* [DATASET EXCERPTS]
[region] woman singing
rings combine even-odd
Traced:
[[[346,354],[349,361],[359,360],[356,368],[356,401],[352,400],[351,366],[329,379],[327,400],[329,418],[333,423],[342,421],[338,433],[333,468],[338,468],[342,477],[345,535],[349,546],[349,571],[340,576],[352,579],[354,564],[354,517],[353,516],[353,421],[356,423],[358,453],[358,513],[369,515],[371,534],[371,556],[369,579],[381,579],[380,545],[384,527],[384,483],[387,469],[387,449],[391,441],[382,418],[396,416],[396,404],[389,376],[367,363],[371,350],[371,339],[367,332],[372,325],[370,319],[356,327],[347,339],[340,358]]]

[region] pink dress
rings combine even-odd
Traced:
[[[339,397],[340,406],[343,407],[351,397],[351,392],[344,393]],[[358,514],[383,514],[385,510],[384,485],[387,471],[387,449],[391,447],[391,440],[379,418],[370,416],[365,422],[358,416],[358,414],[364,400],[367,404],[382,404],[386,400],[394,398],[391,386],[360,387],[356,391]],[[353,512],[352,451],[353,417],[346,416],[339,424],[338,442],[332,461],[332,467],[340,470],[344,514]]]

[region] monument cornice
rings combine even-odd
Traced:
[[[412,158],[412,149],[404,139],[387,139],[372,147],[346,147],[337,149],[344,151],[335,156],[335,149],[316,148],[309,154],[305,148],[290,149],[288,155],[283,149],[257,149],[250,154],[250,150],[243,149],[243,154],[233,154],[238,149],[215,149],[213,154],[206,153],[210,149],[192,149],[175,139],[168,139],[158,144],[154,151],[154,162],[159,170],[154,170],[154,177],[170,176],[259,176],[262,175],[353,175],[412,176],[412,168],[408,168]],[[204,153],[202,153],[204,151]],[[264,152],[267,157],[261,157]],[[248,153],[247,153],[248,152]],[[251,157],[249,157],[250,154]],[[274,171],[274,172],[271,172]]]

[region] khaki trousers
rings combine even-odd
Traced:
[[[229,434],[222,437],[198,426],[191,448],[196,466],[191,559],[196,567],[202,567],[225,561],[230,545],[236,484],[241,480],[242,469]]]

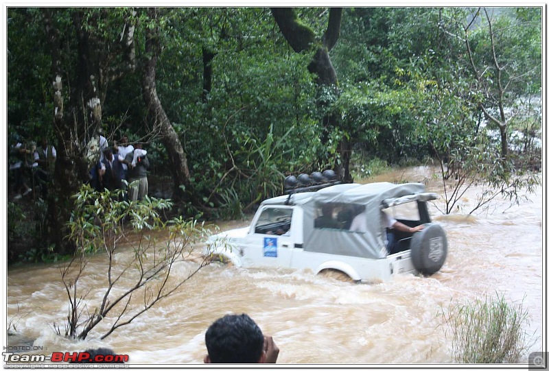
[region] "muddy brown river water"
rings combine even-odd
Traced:
[[[420,181],[430,175],[428,167],[415,167],[369,182]],[[434,180],[427,188],[441,193],[440,184]],[[467,192],[460,203],[464,210],[478,191]],[[503,295],[528,310],[530,351],[541,351],[545,336],[541,188],[529,198],[529,202],[509,208],[500,200],[493,212],[467,217],[442,215],[430,206],[432,218],[445,228],[449,246],[442,270],[430,277],[403,275],[391,282],[354,284],[307,271],[243,269],[215,263],[180,292],[104,340],[96,337],[108,328],[108,321],[100,326],[102,331],[92,333],[84,341],[55,334],[54,322],[62,324],[68,310],[56,265],[10,268],[7,314],[8,320],[16,324],[16,334],[8,342],[10,346],[43,347],[46,354],[108,346],[129,355],[133,364],[199,363],[209,324],[225,313],[244,312],[273,336],[281,349],[280,363],[447,363],[452,362],[451,343],[441,311],[451,302]],[[246,224],[231,222],[221,228]],[[119,258],[129,253],[128,249]],[[100,293],[93,283],[104,275],[102,260],[95,257],[89,265],[86,282],[92,289],[91,298]]]

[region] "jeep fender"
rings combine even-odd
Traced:
[[[338,270],[342,272],[354,280],[360,280],[360,276],[358,275],[354,268],[353,268],[353,267],[347,263],[343,263],[342,261],[336,260],[325,261],[316,267],[316,270],[314,271],[314,274],[318,274],[318,273],[324,270]]]

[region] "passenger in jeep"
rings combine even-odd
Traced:
[[[416,232],[422,230],[425,228],[423,224],[417,226],[415,227],[409,227],[404,223],[401,223],[400,222],[397,221],[390,215],[387,215],[384,211],[381,211],[381,213],[382,221],[387,230],[385,246],[387,247],[387,254],[388,255],[397,252],[395,251],[395,248],[397,247],[397,243],[398,242],[395,233],[391,230],[396,229],[397,230],[399,230],[401,232],[415,233]],[[366,212],[358,214],[353,219],[353,222],[351,224],[351,228],[349,230],[353,232],[366,232]]]

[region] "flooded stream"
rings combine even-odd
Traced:
[[[428,167],[410,168],[369,182],[421,181],[430,177],[430,171]],[[427,188],[441,191],[434,180]],[[478,191],[465,195],[460,203],[464,210],[474,202]],[[129,355],[133,364],[198,363],[205,354],[204,335],[209,324],[225,313],[244,312],[273,336],[281,350],[280,363],[445,363],[452,361],[452,353],[441,311],[451,302],[498,294],[522,302],[528,310],[530,349],[541,351],[541,187],[529,198],[511,208],[500,200],[493,212],[469,217],[444,216],[430,206],[432,218],[443,226],[449,243],[444,266],[430,277],[402,275],[391,282],[354,284],[307,271],[243,269],[215,263],[180,292],[104,340],[97,337],[108,328],[108,321],[85,341],[55,334],[53,324],[62,325],[68,310],[56,265],[10,268],[8,320],[16,324],[16,335],[8,341],[10,346],[43,346],[46,354],[108,346]],[[246,224],[231,222],[221,228]],[[105,274],[102,259],[95,257],[89,265],[86,282],[90,287]],[[90,294],[95,297],[99,292]]]

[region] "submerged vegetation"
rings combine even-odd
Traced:
[[[458,363],[517,363],[528,350],[528,311],[504,296],[451,305],[442,317]]]

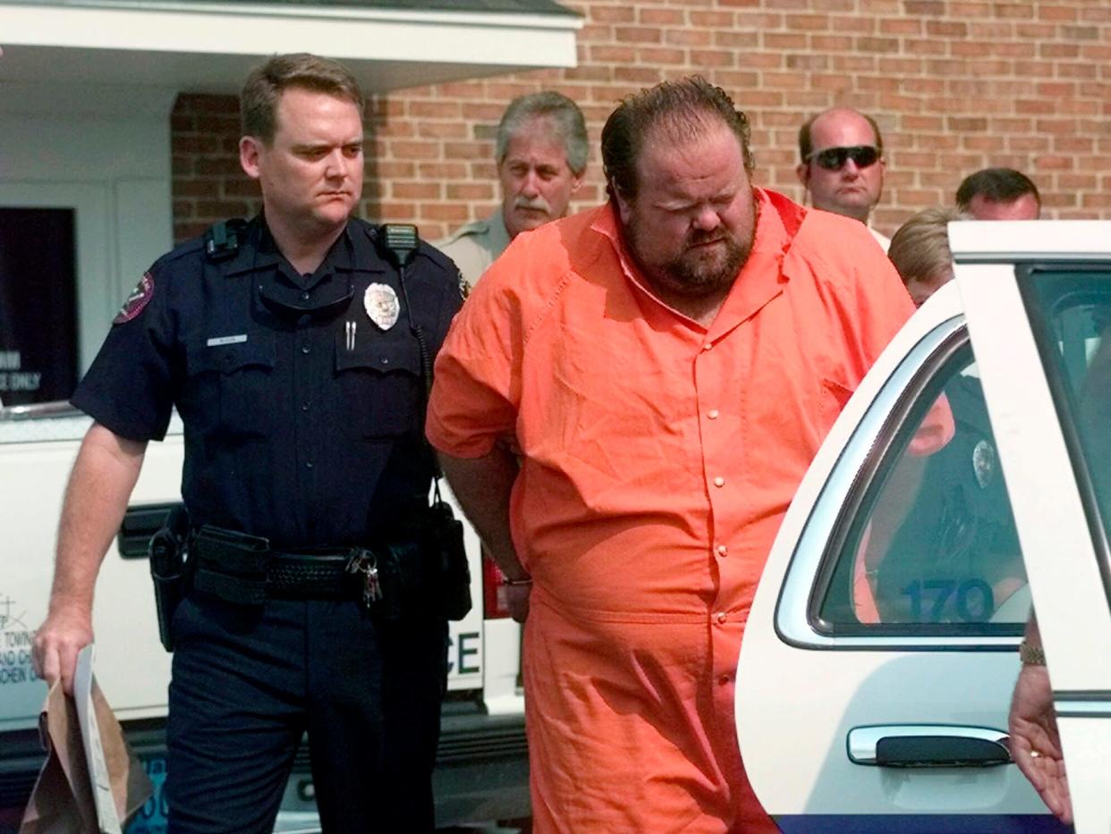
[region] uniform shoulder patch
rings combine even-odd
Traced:
[[[128,300],[123,302],[120,312],[112,319],[112,324],[123,324],[131,321],[143,311],[152,298],[154,298],[154,278],[149,272],[144,272],[139,279],[139,283],[136,284],[136,289],[128,295]]]

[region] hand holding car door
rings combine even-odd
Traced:
[[[1053,691],[1045,666],[1023,664],[1008,720],[1011,757],[1047,807],[1063,823],[1072,822],[1069,777],[1053,712]]]

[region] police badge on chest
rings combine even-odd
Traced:
[[[401,315],[401,302],[398,293],[389,284],[373,283],[362,294],[362,307],[367,316],[379,330],[389,330],[398,323]]]

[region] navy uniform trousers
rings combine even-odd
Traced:
[[[353,600],[252,609],[192,592],[173,639],[171,833],[272,832],[306,731],[324,832],[433,830],[443,620],[380,624]]]

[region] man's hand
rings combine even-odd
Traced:
[[[31,660],[36,673],[48,686],[61,679],[62,690],[72,695],[78,652],[91,642],[92,622],[88,611],[80,605],[51,610],[34,633]]]
[[[532,594],[532,583],[506,585],[506,607],[509,615],[519,623],[529,619],[529,596]]]
[[[1011,757],[1063,823],[1072,823],[1072,800],[1064,773],[1061,736],[1053,712],[1053,691],[1045,666],[1023,665],[1011,699],[1008,720]]]

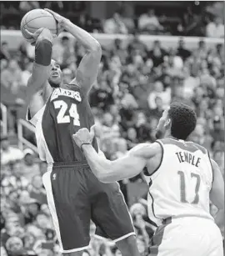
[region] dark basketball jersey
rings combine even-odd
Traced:
[[[94,124],[88,101],[78,86],[64,84],[56,88],[44,107],[29,120],[36,127],[40,158],[51,163],[85,161],[72,139],[80,128]],[[92,145],[98,150],[96,138]]]

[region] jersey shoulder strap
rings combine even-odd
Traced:
[[[36,127],[38,121],[39,120],[39,118],[41,118],[43,113],[45,106],[46,105],[44,105],[39,111],[38,111],[32,118],[31,118],[30,109],[28,108],[26,114],[26,120],[31,123],[31,124],[32,124],[34,127]]]

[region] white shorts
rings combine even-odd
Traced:
[[[223,256],[222,238],[212,220],[185,217],[158,228],[151,256]]]

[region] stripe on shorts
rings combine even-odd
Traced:
[[[48,204],[49,210],[50,210],[50,213],[52,218],[53,225],[54,225],[56,233],[57,233],[57,238],[59,242],[61,250],[63,251],[63,247],[62,247],[62,243],[61,234],[60,234],[60,229],[59,229],[59,222],[58,222],[58,218],[57,215],[56,206],[55,206],[52,188],[52,181],[51,181],[52,170],[49,170],[49,168],[48,168],[48,171],[43,174],[42,182],[43,182],[44,188],[46,189]]]
[[[151,256],[158,256],[158,248],[159,246],[162,244],[163,234],[166,227],[172,222],[172,218],[168,218],[163,223],[164,224],[158,227],[152,238],[152,246],[150,246],[150,253]]]

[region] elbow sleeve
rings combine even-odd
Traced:
[[[42,66],[49,66],[52,58],[52,43],[48,39],[37,41],[35,45],[35,63]]]

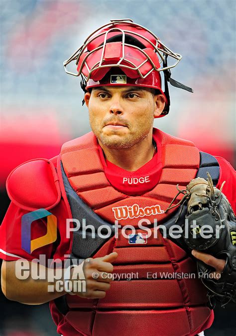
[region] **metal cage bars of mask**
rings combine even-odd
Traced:
[[[97,31],[98,31],[99,30],[101,30],[101,29],[102,29],[103,28],[105,28],[106,27],[108,27],[108,26],[109,26],[109,25],[114,25],[115,23],[116,23],[116,24],[119,24],[119,23],[122,24],[122,23],[126,23],[126,21],[128,21],[128,20],[129,20],[130,21],[130,22],[128,22],[128,24],[129,25],[135,26],[135,27],[137,27],[137,26],[141,28],[142,29],[143,29],[145,30],[146,31],[148,31],[155,38],[155,39],[156,41],[156,45],[154,44],[151,42],[151,41],[150,41],[149,39],[148,39],[147,37],[141,35],[140,34],[138,34],[138,33],[136,33],[134,31],[130,31],[130,30],[127,30],[126,29],[121,29],[121,28],[117,28],[116,27],[112,27],[110,29],[109,29],[107,31],[106,31],[106,32],[103,31],[103,32],[101,32],[101,33],[98,34],[98,35],[96,35],[96,36],[94,36],[93,37],[91,38],[91,36],[93,36],[93,35],[94,35],[94,34]],[[101,68],[101,67],[111,67],[111,66],[113,66],[113,67],[119,66],[120,67],[126,67],[127,68],[129,68],[129,69],[130,69],[131,70],[136,70],[137,71],[139,75],[140,75],[140,76],[142,78],[145,78],[145,77],[143,77],[142,76],[141,72],[139,71],[139,68],[143,64],[144,64],[144,63],[145,62],[146,62],[147,61],[149,61],[150,62],[150,63],[151,64],[151,65],[153,66],[153,68],[151,69],[151,70],[147,74],[145,75],[145,76],[147,76],[148,74],[149,74],[150,73],[150,72],[151,72],[153,69],[156,70],[158,71],[163,71],[163,70],[167,70],[168,69],[170,69],[171,68],[174,67],[175,66],[176,66],[177,65],[177,64],[179,63],[179,62],[181,60],[181,59],[182,58],[181,55],[180,55],[179,54],[178,54],[178,53],[174,53],[170,49],[169,49],[166,45],[165,45],[162,42],[161,42],[161,41],[160,40],[159,38],[157,37],[155,35],[154,35],[151,31],[150,31],[148,29],[146,29],[146,28],[145,28],[144,27],[143,27],[142,26],[141,26],[140,25],[137,24],[136,23],[133,23],[133,21],[132,21],[132,20],[131,20],[130,19],[120,19],[120,20],[111,20],[111,23],[107,23],[107,24],[102,26],[102,27],[99,27],[96,30],[94,31],[92,34],[91,34],[88,37],[88,38],[86,39],[86,40],[85,41],[83,44],[75,53],[74,53],[74,54],[69,58],[68,58],[68,59],[65,60],[64,62],[63,65],[64,65],[64,66],[65,70],[65,71],[67,73],[68,73],[69,74],[72,75],[73,76],[78,76],[81,74],[82,70],[83,69],[83,67],[84,65],[85,65],[85,66],[86,66],[86,68],[87,68],[87,69],[88,71],[88,72],[89,72],[89,75],[88,75],[88,77],[86,77],[86,80],[88,80],[89,79],[90,77],[91,73],[93,71],[95,71],[95,70],[97,70],[99,68]],[[123,64],[120,64],[120,63],[121,63],[121,62],[122,60],[124,60],[124,58],[122,58],[122,57],[119,60],[119,61],[118,62],[118,63],[116,64],[109,64],[109,65],[108,65],[108,64],[107,65],[106,64],[106,65],[102,65],[102,62],[103,61],[103,55],[104,54],[104,51],[105,51],[105,46],[106,46],[106,41],[107,41],[107,39],[108,34],[112,31],[115,31],[115,30],[117,30],[117,31],[119,30],[121,32],[122,34],[122,55],[123,55],[123,55],[124,55],[123,51],[124,51],[124,46],[125,46],[125,45],[127,45],[127,46],[131,46],[132,47],[135,47],[135,48],[138,49],[140,51],[141,51],[147,57],[146,60],[145,60],[142,63],[140,64],[139,65],[138,65],[138,67],[136,67],[135,64],[132,63],[131,61],[128,61],[128,60],[126,60],[126,59],[124,59],[124,60],[125,60],[125,61],[127,61],[127,62],[129,62],[130,64],[132,64],[133,65],[133,66],[134,66],[134,67],[131,67],[128,66],[127,65],[124,65]],[[163,67],[162,68],[159,68],[157,69],[156,68],[156,67],[155,66],[155,64],[154,64],[153,62],[152,61],[152,60],[150,58],[150,57],[149,56],[149,55],[147,55],[141,48],[139,48],[138,47],[136,47],[136,46],[134,46],[133,45],[130,45],[130,44],[128,44],[127,43],[124,43],[124,37],[125,37],[125,33],[126,33],[127,34],[131,34],[131,35],[134,35],[137,36],[139,38],[141,38],[141,39],[146,40],[149,44],[151,45],[152,46],[153,48],[153,50],[155,50],[155,52],[157,53],[159,55],[159,57],[161,59],[160,63],[163,62],[163,61],[164,60],[164,57],[165,55],[170,56],[171,57],[174,58],[175,59],[176,59],[177,61],[174,64],[172,64],[172,65],[168,65],[168,66],[165,66],[165,67]],[[94,41],[95,39],[98,38],[99,37],[100,37],[101,36],[102,36],[103,35],[105,35],[105,41],[104,41],[104,42],[103,43],[103,45],[99,46],[97,48],[96,48],[94,49],[93,50],[91,50],[91,51],[90,51],[88,53],[88,54],[85,57],[85,59],[83,59],[83,62],[82,62],[82,63],[81,65],[81,66],[80,66],[80,68],[79,68],[79,70],[78,70],[78,71],[77,73],[71,72],[69,71],[68,70],[67,70],[67,66],[70,63],[71,63],[71,62],[72,62],[73,61],[76,60],[76,64],[78,64],[78,63],[79,63],[79,60],[80,57],[81,56],[82,54],[83,53],[84,51],[85,51],[85,50],[87,48],[87,46],[90,43],[91,43],[93,41]],[[106,41],[106,42],[105,42],[105,41]],[[158,46],[158,45],[161,46],[161,47],[159,47]],[[102,48],[103,48],[103,51],[102,51],[102,56],[101,56],[101,58],[100,59],[100,61],[99,62],[96,63],[96,64],[94,65],[94,66],[91,68],[91,69],[90,69],[89,67],[88,66],[88,64],[87,64],[87,62],[86,62],[86,59],[90,56],[90,55],[92,54],[92,53],[96,52],[98,50],[99,50],[100,49],[101,49]]]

* [PROBLEM]
Pull out every line of the entries above that contains the word "jersey". Uppercase and lowercase letters count as different.

* [OUTPUT]
[region] dark basketball jersey
[region] jersey shoulder strap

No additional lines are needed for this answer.